Start of Exercise data

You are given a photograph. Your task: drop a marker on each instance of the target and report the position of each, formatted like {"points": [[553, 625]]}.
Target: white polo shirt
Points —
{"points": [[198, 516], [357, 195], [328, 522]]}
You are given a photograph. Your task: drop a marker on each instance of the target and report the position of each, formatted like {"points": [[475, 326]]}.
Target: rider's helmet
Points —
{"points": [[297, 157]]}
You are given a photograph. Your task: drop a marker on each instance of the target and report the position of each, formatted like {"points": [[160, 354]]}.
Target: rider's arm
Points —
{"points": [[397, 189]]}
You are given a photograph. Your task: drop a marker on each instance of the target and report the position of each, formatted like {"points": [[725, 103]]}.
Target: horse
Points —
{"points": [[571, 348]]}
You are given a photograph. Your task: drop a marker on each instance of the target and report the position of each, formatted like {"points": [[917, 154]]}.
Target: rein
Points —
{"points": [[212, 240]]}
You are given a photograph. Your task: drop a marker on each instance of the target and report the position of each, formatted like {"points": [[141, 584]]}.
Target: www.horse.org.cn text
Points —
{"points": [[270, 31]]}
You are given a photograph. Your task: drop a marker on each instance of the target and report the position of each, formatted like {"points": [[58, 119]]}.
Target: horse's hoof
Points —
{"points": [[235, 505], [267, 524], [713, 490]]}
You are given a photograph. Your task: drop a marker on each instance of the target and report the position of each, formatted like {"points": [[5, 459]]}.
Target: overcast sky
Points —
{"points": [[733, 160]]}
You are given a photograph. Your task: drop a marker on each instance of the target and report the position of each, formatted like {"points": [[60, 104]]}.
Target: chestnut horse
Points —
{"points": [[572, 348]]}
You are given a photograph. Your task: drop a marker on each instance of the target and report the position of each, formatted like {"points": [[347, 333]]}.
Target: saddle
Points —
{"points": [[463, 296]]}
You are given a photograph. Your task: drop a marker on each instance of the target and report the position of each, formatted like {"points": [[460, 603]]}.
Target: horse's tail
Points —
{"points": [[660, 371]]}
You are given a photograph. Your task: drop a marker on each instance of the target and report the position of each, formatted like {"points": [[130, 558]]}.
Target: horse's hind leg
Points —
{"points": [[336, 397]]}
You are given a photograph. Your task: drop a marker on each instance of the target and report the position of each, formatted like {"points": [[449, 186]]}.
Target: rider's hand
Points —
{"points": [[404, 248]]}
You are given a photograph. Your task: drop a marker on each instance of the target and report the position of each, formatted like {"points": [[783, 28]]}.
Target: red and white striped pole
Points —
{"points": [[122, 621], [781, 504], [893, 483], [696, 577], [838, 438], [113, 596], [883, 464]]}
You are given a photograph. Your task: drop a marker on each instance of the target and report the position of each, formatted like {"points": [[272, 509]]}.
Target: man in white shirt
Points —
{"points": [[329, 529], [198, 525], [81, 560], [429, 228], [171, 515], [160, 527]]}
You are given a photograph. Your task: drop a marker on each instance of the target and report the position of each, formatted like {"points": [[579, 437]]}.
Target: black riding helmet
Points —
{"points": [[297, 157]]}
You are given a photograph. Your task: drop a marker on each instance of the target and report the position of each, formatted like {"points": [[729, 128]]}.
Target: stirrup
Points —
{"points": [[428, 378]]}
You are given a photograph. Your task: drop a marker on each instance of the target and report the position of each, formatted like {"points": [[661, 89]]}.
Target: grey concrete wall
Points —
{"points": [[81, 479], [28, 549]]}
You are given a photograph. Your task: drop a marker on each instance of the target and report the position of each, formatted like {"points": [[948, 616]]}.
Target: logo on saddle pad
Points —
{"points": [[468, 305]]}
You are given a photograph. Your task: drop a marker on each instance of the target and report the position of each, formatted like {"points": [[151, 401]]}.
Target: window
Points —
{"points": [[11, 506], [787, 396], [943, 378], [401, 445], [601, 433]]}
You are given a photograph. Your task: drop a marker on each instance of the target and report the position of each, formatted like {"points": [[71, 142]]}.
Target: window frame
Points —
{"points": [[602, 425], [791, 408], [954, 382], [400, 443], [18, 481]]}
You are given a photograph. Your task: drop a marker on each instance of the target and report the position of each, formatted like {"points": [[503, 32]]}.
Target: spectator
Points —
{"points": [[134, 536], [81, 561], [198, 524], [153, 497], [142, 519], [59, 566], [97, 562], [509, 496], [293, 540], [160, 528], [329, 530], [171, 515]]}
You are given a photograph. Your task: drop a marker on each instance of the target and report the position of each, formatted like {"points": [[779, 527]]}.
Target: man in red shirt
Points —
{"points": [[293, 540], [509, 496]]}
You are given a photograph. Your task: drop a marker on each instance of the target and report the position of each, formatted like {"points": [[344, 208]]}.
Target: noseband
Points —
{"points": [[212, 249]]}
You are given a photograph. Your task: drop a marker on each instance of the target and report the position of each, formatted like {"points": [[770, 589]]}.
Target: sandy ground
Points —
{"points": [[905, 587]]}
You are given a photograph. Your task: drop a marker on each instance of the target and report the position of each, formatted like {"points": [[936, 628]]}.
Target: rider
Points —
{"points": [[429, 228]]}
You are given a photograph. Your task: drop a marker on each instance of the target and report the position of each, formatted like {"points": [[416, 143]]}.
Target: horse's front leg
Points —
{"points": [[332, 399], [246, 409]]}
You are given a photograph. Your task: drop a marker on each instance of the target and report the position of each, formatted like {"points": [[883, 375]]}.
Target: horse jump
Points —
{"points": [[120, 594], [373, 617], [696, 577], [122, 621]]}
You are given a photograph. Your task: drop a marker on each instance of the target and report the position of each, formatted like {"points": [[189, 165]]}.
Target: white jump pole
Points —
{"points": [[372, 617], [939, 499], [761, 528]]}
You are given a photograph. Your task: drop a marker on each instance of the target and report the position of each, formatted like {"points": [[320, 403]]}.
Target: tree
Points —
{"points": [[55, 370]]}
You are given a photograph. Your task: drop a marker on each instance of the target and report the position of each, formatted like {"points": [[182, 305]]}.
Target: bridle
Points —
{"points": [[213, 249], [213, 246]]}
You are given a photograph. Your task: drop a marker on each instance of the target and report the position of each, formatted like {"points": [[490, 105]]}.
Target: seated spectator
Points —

End of Exercise data

▶ **Exercise**: Gather every line of the records that contains the string "shirt", and copy each such line in full. Case counts.

▶ **Answer to the task**:
Target: white polo shirt
Target: man in white shirt
Target: man in red shirt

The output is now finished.